> [RECORDS PROVIDED]:
☆ ☆ ☆ ☆ ☆
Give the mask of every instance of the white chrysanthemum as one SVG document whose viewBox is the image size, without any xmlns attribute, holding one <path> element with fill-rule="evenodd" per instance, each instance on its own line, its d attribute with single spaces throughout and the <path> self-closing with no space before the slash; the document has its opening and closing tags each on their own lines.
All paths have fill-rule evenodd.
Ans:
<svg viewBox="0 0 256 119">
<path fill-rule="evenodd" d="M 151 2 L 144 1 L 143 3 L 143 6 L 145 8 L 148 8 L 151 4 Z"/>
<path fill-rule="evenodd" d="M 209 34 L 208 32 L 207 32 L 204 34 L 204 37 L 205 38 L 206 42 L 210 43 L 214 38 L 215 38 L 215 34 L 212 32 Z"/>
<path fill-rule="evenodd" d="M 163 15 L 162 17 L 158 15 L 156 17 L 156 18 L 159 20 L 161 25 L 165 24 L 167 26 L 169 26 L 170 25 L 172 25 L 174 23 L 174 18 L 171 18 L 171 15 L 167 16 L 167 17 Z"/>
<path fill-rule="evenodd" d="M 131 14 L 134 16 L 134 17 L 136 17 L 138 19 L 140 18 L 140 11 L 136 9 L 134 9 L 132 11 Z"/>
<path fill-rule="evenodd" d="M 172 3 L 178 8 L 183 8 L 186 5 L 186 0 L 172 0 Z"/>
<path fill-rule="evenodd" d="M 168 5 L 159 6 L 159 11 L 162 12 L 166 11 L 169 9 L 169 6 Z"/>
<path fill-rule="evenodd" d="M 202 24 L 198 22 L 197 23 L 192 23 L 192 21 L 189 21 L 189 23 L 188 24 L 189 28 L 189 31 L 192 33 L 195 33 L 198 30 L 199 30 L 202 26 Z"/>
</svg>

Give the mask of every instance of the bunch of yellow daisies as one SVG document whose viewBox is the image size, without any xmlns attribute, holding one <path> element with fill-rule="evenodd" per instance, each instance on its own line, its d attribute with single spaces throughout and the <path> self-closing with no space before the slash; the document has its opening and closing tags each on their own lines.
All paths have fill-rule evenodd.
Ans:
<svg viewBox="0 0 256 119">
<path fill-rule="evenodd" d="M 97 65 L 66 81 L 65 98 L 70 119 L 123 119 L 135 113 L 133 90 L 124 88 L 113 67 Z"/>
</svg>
☆ ☆ ☆ ☆ ☆
> [DESCRIPTION OF THE TASK]:
Rewrite the entries above, replacing "chrysanthemum" with "lily" and leaving everything else unchanged.

> [OUTPUT]:
Give the mask of every instance of the white lily as one SVG document whose viewBox is the image size, without any xmlns attribute, holding one <path> element with fill-rule="evenodd" per instance, each instance on its own line, its d attribute with single spaces throughout and the <path> self-closing with no space before the slash; the document has its opening and closing tags each on their own lines.
All paths have fill-rule evenodd.
Ans:
<svg viewBox="0 0 256 119">
<path fill-rule="evenodd" d="M 151 2 L 144 1 L 143 3 L 143 6 L 145 8 L 148 8 L 151 4 Z"/>
<path fill-rule="evenodd" d="M 209 34 L 208 32 L 207 32 L 204 34 L 204 37 L 205 38 L 206 42 L 210 43 L 214 38 L 215 38 L 215 34 L 212 32 Z"/>
<path fill-rule="evenodd" d="M 163 15 L 162 17 L 158 15 L 156 17 L 156 18 L 159 20 L 161 25 L 165 24 L 167 26 L 169 26 L 170 25 L 172 25 L 174 23 L 174 18 L 171 18 L 171 15 L 167 16 L 167 17 Z"/>
<path fill-rule="evenodd" d="M 131 14 L 134 16 L 134 17 L 136 17 L 138 19 L 140 18 L 140 11 L 136 9 L 134 9 L 132 11 Z"/>
<path fill-rule="evenodd" d="M 172 3 L 178 8 L 183 8 L 186 5 L 186 0 L 172 0 Z"/>
<path fill-rule="evenodd" d="M 168 5 L 159 6 L 159 11 L 162 12 L 166 11 L 169 9 L 169 6 Z"/>
<path fill-rule="evenodd" d="M 202 24 L 198 22 L 197 23 L 192 23 L 192 21 L 189 21 L 189 23 L 188 24 L 189 28 L 189 31 L 192 33 L 195 33 L 198 30 L 199 30 L 202 26 Z"/>
</svg>

Give the mask of every instance of the bunch of yellow daisies as one SVG document whose viewBox is the image size, without any xmlns attribute, holding one <path> element with fill-rule="evenodd" per instance, each instance on its own line, its d attribute with single spaces throughout and the <path> self-closing with no space before the slash; the document has its opening and closing tags each on their own lines.
All paths have fill-rule evenodd.
Ans:
<svg viewBox="0 0 256 119">
<path fill-rule="evenodd" d="M 97 65 L 66 81 L 65 98 L 70 119 L 123 119 L 135 113 L 133 90 L 124 88 L 113 67 Z"/>
</svg>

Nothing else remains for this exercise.